[Provided text]

I had actually had something similar in one of OpenAxiom's branch.
On Sat, May 9, 2015 at 3:37 AM, Martin Baker <ax87...@martinb.com> wrote:
> On 08/05/15 21:40, d...@axiom-developer.org wrote:
>
>> There exists a few mathematical axiom statements in the category book
>> (Volume 10.2), associated with each category (look at SemiGroup for
>> example). The intention is to decorate all of the categories and
>> domains with mathematical axioms which can be assumed in the proof.
>>
>> Much more work needs to be done to just look up the standard axioms
>> for the various categories. Feel free to contribute by looking up
>> what the group/ring/field/etc axioms should be. They will be added
>> to the approprate categories.
>>
>> The plan is to add an "axioms" category with an "axioms" function
>> export so you can query the axioms that something should obey from
>> code or the command line.
>>
>
> Tim,
>
> If you are using COQ then why not just map the COQ library entries into
> the Axiom categories?

[/Provided text]

### Work instructions
1. In the forum thread about axioms in categories, reproduce the passage starting with "I had actually" and going on through "the approprate categories.", swapping "SemiGroup" for "Monoid".
2. What reason does the forum thread give for the plan to add an "axioms" category with an "axioms" function export?

[Information supplied]

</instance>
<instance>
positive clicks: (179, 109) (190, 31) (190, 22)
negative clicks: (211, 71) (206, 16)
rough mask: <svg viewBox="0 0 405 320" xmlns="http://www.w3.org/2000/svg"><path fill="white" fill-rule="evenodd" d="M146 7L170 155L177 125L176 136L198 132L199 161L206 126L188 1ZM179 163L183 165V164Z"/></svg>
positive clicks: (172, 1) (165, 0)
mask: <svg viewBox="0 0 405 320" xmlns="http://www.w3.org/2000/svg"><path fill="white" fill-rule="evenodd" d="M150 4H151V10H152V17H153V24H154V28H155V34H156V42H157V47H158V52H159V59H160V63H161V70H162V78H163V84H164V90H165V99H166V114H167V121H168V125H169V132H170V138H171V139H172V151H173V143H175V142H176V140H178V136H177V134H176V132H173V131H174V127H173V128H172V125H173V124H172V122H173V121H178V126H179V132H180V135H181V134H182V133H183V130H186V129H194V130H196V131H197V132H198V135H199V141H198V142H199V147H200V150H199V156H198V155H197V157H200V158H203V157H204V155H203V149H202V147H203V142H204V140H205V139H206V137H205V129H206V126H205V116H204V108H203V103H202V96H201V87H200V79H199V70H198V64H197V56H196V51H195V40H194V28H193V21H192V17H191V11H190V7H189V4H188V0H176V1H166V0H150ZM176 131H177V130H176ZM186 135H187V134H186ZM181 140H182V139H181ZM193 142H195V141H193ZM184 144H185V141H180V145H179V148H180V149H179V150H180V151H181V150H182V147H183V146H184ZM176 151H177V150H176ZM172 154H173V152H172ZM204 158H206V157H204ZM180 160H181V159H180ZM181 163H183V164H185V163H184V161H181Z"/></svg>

[/Information supplied]

### Results in order
1.
I had actually had something similar in one of OpenAxiom's branch.
On Sat, May 9, 2015 at 3:37 AM, Martin Baker <ax87...@martinb.com> wrote:
> On 08/05/15 21:40, d...@axiom-developer.org wrote:
>
>> There exists a few mathematical axiom statements in the category book
>> (Volume 10.2), associated with each category (look at Monoid for
>> example). The intention is to decorate all of the categories and
>> domains with mathematical axioms which can be assumed in the proof.
>>
>> Much more work needs to be done to just look up the standard axioms
>> for the various categories. Feel free to contribute by looking up
>> what the group/ring/field/etc axioms should be. They will be added
>> to the approprate categories.

2. It would let you query the axioms that something should obey, either from code or from the command line.